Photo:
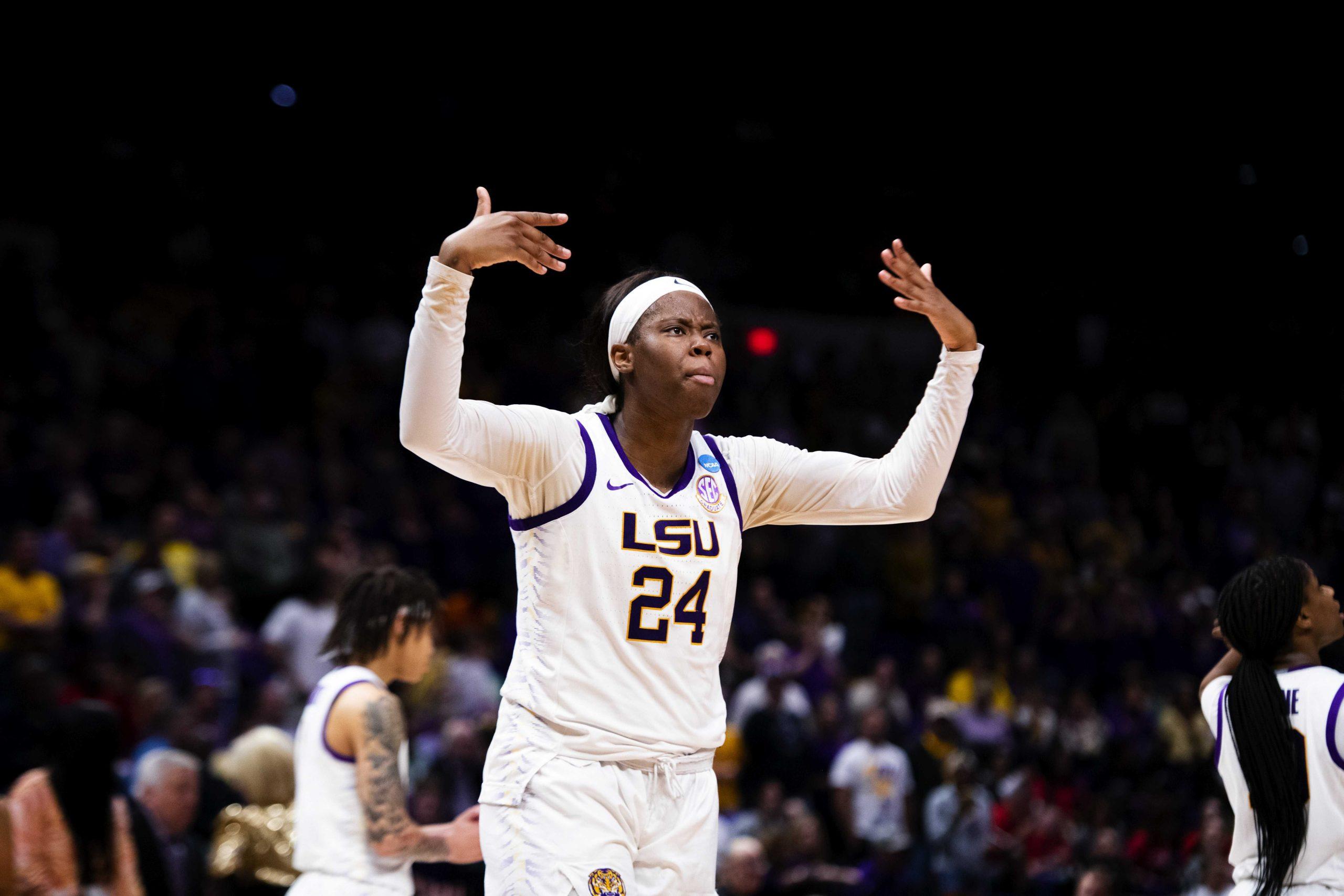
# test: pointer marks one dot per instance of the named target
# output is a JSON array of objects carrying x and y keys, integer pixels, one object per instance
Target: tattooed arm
[{"x": 374, "y": 719}]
++++++++
▸ Exercise requirements
Render the listing above as a Markdown table with a "Row" column for the row number and a "Line" column for the text, one row per line and skipping blank lines. Leave the pictures out of the table.

▸ Expected answer
| Row | Line |
|---|---|
| 1 | Photo: |
| 2 | # test: pointer marks one dot per instance of the named target |
| 3 | # output is a JSON array of objects carrying x and y keys, integer pixels, one object per instance |
| 4 | Target: tattooed arm |
| 5 | [{"x": 374, "y": 719}] |